--- Begin Input for this task ---
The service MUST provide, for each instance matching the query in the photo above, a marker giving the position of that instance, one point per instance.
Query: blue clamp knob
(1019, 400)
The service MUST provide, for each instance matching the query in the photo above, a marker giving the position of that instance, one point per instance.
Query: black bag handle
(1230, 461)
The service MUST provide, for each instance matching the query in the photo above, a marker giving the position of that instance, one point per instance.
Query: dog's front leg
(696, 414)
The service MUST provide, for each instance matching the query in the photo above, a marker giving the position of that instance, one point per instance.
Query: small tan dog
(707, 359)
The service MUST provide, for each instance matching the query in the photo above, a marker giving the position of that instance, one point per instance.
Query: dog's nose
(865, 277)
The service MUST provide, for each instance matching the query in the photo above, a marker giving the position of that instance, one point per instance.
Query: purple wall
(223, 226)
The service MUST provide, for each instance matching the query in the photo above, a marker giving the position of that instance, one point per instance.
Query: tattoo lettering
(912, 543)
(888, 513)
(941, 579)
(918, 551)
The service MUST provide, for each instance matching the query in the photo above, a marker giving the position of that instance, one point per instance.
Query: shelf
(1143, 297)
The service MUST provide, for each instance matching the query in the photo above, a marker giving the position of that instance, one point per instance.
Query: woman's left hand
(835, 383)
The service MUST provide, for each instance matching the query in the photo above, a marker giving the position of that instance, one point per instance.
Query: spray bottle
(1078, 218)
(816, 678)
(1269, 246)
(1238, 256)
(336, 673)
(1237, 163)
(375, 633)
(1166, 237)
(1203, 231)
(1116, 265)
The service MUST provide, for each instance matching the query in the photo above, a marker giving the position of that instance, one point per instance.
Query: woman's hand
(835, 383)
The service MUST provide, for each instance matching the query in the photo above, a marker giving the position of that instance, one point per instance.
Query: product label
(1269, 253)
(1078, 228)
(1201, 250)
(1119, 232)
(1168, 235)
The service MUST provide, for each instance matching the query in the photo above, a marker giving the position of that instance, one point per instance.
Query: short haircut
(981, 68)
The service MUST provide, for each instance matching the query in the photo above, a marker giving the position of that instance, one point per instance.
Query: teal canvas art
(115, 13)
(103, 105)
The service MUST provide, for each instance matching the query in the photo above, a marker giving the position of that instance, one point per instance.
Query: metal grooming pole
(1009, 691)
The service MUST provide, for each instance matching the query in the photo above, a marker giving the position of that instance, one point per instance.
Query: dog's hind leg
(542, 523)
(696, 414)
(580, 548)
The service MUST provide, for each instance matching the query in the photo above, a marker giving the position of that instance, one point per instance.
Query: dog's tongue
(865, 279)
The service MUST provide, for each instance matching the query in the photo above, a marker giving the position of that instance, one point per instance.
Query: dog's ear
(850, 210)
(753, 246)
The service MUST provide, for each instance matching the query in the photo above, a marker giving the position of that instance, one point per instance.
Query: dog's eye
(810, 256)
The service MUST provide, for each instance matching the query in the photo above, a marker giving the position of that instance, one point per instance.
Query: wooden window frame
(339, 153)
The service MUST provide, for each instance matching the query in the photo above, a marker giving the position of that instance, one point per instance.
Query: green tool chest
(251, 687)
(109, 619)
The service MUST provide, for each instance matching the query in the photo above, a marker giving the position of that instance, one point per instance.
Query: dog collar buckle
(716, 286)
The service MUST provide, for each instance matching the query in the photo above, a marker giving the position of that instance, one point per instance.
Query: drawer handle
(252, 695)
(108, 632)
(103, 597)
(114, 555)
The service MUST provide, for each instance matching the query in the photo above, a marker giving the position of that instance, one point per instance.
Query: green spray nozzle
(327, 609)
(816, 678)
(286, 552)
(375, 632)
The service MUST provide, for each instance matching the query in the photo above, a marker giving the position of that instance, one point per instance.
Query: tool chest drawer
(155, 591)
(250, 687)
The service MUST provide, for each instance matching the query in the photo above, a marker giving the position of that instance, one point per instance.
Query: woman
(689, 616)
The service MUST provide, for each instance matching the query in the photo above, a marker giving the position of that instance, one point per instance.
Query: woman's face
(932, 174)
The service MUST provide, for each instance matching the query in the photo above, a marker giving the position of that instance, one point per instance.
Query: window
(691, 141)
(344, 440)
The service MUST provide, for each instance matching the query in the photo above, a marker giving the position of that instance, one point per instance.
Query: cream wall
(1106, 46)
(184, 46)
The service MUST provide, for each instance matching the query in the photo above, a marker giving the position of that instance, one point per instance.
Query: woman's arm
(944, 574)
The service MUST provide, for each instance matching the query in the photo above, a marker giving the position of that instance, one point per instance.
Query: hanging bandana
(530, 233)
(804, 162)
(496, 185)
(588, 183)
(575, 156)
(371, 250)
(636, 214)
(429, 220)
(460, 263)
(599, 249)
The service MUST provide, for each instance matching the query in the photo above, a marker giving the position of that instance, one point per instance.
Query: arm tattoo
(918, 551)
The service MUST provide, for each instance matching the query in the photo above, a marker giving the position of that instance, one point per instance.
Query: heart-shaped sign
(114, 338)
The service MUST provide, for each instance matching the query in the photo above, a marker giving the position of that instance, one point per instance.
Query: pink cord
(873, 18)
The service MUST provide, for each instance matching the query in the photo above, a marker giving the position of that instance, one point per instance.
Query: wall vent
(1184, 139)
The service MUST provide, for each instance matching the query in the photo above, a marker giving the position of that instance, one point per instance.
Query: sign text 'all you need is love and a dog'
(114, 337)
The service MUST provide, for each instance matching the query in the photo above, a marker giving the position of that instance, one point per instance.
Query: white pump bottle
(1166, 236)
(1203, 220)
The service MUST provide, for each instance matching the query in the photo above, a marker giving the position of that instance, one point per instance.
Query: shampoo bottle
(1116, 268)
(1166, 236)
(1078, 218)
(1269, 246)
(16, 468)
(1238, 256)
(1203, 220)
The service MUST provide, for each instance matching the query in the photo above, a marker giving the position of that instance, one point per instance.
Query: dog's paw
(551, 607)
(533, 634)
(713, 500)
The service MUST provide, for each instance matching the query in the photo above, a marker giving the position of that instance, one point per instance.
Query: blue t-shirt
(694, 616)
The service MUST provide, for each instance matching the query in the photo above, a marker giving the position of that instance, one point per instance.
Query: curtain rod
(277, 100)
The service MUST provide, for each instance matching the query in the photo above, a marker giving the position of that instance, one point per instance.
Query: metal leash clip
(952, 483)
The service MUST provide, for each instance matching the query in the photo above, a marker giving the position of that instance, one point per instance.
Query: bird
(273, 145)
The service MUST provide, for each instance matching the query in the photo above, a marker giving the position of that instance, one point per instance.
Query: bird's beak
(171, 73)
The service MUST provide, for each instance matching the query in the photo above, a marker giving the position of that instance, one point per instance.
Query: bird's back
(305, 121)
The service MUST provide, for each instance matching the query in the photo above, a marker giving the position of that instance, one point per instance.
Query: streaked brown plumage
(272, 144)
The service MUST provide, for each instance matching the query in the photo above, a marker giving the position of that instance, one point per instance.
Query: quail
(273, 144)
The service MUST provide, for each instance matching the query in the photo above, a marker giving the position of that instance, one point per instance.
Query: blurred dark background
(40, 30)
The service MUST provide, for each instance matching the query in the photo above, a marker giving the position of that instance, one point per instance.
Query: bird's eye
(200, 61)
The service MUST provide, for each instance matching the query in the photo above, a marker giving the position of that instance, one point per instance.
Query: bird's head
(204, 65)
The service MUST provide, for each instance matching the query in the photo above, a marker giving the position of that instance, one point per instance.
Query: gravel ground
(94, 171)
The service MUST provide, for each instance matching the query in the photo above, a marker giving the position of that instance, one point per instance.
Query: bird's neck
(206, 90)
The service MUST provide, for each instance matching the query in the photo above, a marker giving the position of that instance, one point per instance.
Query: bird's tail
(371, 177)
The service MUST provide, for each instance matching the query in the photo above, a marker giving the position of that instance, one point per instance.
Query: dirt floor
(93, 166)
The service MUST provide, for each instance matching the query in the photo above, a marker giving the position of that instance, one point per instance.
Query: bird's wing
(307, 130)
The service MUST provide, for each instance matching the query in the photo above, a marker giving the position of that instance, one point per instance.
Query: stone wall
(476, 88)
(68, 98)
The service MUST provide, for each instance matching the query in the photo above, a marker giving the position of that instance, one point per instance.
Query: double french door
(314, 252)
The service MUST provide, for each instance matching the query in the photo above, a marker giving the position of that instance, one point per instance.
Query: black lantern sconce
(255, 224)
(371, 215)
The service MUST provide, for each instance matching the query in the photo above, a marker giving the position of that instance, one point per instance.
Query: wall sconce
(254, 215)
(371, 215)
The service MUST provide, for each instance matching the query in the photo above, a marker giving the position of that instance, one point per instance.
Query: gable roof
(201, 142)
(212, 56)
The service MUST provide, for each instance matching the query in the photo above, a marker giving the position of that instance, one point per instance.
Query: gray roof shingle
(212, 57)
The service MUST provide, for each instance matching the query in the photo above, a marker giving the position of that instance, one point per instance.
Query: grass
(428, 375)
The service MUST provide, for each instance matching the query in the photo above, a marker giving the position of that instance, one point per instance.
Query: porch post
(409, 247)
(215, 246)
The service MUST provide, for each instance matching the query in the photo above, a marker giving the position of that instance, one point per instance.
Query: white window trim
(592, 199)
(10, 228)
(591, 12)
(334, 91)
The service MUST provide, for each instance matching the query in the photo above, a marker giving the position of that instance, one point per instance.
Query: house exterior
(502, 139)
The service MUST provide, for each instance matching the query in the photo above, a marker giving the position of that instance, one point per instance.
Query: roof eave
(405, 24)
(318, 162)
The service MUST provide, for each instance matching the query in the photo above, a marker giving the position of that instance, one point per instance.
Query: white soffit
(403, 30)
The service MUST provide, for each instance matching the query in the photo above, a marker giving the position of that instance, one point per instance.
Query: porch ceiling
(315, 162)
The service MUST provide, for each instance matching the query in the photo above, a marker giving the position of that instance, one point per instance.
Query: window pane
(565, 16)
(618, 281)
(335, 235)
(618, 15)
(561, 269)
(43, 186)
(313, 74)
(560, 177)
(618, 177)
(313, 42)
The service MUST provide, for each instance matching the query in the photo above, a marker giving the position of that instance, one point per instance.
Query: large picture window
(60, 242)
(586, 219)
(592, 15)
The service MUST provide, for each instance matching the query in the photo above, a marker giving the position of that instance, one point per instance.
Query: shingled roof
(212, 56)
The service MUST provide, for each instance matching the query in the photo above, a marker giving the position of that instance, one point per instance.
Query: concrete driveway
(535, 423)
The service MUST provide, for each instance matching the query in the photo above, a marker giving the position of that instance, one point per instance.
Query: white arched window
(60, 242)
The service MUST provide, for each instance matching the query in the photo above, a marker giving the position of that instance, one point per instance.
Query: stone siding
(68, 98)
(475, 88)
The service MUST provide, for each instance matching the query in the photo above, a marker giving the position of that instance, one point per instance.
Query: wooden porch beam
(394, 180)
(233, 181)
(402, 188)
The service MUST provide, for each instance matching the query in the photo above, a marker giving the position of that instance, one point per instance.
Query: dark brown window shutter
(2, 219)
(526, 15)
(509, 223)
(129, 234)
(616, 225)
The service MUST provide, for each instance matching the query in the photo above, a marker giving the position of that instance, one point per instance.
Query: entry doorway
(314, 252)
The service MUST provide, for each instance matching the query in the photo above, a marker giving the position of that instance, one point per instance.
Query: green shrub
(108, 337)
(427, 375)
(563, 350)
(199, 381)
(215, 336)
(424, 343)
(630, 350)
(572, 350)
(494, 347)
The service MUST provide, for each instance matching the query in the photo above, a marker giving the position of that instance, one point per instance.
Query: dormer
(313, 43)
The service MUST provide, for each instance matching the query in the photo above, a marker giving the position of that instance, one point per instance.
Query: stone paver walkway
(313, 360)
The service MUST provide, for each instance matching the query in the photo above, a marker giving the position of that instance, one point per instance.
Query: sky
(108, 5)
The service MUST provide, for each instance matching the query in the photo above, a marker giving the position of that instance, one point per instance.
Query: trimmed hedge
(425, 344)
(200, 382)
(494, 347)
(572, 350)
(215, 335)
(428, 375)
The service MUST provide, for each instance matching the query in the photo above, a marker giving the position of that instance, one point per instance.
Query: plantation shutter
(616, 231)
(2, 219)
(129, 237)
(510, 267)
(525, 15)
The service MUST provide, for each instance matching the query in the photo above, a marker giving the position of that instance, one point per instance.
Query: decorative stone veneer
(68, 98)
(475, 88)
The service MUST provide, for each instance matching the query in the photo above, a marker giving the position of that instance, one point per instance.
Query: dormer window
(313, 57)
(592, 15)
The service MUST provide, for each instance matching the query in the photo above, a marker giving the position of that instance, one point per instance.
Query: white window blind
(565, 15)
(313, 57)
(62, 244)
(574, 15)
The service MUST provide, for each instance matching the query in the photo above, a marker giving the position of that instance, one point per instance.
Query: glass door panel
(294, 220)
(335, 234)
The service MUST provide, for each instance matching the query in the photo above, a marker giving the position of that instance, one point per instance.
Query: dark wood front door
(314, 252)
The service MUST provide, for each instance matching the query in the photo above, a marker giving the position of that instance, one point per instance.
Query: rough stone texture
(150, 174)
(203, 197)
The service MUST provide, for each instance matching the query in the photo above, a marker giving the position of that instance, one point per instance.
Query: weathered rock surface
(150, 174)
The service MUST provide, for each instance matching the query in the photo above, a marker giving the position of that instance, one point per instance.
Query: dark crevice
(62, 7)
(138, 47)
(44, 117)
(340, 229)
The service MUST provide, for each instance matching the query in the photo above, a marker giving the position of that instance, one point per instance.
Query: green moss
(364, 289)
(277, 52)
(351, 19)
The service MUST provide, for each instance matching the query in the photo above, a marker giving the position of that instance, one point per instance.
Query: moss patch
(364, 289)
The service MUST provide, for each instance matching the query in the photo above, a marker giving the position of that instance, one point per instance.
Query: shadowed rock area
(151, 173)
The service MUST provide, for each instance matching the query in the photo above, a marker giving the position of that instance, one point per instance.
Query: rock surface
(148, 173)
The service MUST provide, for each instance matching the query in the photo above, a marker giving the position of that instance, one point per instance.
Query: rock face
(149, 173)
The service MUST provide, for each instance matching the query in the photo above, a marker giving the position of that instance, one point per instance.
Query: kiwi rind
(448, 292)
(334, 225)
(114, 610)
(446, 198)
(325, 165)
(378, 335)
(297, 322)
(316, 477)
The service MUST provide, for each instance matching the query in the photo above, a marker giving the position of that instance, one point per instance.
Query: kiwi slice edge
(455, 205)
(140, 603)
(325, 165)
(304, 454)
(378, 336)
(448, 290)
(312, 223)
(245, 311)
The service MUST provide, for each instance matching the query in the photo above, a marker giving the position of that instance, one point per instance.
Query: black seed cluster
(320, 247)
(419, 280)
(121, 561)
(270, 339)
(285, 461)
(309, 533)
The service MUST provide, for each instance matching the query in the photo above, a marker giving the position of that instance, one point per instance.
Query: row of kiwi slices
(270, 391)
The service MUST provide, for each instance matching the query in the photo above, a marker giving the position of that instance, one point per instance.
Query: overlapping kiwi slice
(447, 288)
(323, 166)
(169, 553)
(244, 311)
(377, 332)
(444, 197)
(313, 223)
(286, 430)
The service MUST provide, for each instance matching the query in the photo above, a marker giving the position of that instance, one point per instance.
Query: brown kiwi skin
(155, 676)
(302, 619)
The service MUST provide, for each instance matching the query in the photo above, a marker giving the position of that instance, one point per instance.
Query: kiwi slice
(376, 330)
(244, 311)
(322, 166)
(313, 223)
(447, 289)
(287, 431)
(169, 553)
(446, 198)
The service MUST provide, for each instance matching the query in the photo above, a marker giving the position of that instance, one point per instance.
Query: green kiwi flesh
--- End Input for this task ---
Description of the task -
Determine how many lines in the rows above contain the word "dark", and report only that number.

Written response -
4